** START OF Reading text **
Robot Environment

A comprehensive Python framework for robotic pick-and-place operations with vision-based object detection and manipulation capabilities

Overview

robot_environment provides a complete software stack for controlling robotic arms with integrated computer vision for object detection, workspace management, and intelligent manipulation. The system combines real-time camera processing, Redis-based communication, and natural language interaction capabilities to enable robust pick-and-place operations.
** END OF Reading text **
Task goal
Write out the Robot Environment overview from "A comprehensive Python" up to and including "robust pick-and-place operations.", switching "Redis-based" to "MQTT-based".
** START OF Recorded information **
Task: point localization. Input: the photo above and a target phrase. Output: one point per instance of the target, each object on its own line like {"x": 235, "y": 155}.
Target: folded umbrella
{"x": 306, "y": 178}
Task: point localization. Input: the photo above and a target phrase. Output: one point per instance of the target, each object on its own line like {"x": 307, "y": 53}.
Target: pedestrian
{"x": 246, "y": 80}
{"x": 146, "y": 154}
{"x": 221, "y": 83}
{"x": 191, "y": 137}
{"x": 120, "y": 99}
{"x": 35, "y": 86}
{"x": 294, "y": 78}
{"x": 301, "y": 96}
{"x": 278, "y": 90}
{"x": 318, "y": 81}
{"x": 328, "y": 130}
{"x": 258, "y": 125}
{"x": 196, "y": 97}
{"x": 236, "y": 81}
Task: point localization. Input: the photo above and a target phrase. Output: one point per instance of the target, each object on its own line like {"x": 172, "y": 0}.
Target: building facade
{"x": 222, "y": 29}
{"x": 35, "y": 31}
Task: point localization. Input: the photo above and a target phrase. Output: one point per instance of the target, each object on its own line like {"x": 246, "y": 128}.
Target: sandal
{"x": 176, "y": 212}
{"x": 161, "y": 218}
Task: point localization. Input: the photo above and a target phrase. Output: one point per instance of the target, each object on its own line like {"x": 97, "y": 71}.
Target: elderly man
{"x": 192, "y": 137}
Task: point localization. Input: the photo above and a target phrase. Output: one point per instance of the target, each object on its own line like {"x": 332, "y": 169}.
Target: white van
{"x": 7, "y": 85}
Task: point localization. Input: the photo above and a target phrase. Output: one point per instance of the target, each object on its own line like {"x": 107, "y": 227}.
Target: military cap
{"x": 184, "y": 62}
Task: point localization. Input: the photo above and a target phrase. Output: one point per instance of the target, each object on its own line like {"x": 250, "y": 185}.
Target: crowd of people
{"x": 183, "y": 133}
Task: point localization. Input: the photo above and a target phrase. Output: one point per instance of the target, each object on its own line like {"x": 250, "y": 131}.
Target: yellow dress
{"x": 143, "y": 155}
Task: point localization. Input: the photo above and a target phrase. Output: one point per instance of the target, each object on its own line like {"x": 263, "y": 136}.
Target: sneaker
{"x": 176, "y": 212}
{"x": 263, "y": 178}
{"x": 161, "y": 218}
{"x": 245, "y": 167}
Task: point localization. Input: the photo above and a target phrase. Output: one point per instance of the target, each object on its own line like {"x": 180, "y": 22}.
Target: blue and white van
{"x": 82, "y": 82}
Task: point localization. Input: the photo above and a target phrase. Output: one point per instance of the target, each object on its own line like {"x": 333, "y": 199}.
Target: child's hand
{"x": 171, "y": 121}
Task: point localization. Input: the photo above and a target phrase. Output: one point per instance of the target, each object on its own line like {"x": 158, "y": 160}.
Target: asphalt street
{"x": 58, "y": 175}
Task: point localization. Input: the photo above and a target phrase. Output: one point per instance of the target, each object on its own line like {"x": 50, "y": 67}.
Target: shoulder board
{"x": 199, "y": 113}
** END OF Recorded information **
Output of the exercise
A comprehensive Python framework for robotic pick-and-place operations with vision-based object detection and manipulation capabilities

Overview

robot_environment provides a complete software stack for controlling robotic arms with integrated computer vision for object detection, workspace management, and intelligent manipulation. The system combines real-time camera processing, MQTT-based communication, and natural language interaction capabilities to enable robust pick-and-place operations.